=== Section Start ===

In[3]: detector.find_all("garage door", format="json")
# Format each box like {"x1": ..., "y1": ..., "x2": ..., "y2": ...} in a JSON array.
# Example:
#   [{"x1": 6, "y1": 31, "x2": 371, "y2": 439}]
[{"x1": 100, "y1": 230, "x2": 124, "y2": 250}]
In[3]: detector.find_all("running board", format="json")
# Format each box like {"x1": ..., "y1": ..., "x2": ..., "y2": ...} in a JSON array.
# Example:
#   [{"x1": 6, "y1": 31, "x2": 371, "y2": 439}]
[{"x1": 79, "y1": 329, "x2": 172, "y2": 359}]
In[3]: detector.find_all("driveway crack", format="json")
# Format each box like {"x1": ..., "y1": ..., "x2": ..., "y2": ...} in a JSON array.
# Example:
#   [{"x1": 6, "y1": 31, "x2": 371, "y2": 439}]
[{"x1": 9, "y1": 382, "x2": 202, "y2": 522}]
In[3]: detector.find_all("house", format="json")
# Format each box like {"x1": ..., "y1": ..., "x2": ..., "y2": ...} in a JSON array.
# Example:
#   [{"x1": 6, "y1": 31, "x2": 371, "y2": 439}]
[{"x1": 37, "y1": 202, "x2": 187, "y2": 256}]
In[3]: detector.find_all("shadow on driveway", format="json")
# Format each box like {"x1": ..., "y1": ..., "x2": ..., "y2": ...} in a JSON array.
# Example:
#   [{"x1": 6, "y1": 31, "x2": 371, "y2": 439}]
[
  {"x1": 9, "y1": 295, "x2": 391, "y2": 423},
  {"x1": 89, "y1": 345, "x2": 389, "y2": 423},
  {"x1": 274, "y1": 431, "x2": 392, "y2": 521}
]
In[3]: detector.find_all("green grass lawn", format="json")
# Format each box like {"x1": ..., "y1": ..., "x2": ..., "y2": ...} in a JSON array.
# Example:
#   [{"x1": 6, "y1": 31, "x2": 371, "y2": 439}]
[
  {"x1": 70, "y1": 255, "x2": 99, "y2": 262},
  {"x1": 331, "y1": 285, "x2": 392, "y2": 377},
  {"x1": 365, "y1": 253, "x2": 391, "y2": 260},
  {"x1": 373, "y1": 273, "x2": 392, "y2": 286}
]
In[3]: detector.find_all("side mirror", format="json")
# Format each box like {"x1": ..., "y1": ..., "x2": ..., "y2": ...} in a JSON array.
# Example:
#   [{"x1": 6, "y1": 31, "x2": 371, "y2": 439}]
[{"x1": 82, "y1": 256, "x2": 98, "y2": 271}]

=== Section End ===

▸ **What is being asked**:
Give the number of lines in the entries above that contain the string "detector", and nothing more.

▸ **Response to this task**:
7